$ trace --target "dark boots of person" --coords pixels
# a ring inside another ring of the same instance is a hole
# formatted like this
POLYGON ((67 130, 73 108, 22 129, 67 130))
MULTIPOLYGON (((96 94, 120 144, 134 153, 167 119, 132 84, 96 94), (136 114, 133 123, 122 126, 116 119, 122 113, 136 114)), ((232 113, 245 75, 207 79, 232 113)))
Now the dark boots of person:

· · · ·

The task>
Reproduce the entries above line for line, with no changes.

Answer to the task>
$ trace --target "dark boots of person" --coords pixels
# a ring inside another ring of the same instance is a hole
# formatted like this
POLYGON ((67 130, 73 108, 22 129, 67 130))
MULTIPOLYGON (((96 94, 120 144, 134 153, 167 119, 132 84, 96 94), (136 114, 133 123, 122 126, 116 119, 122 113, 136 114)), ((232 113, 245 75, 207 79, 232 113)))
Now the dark boots of person:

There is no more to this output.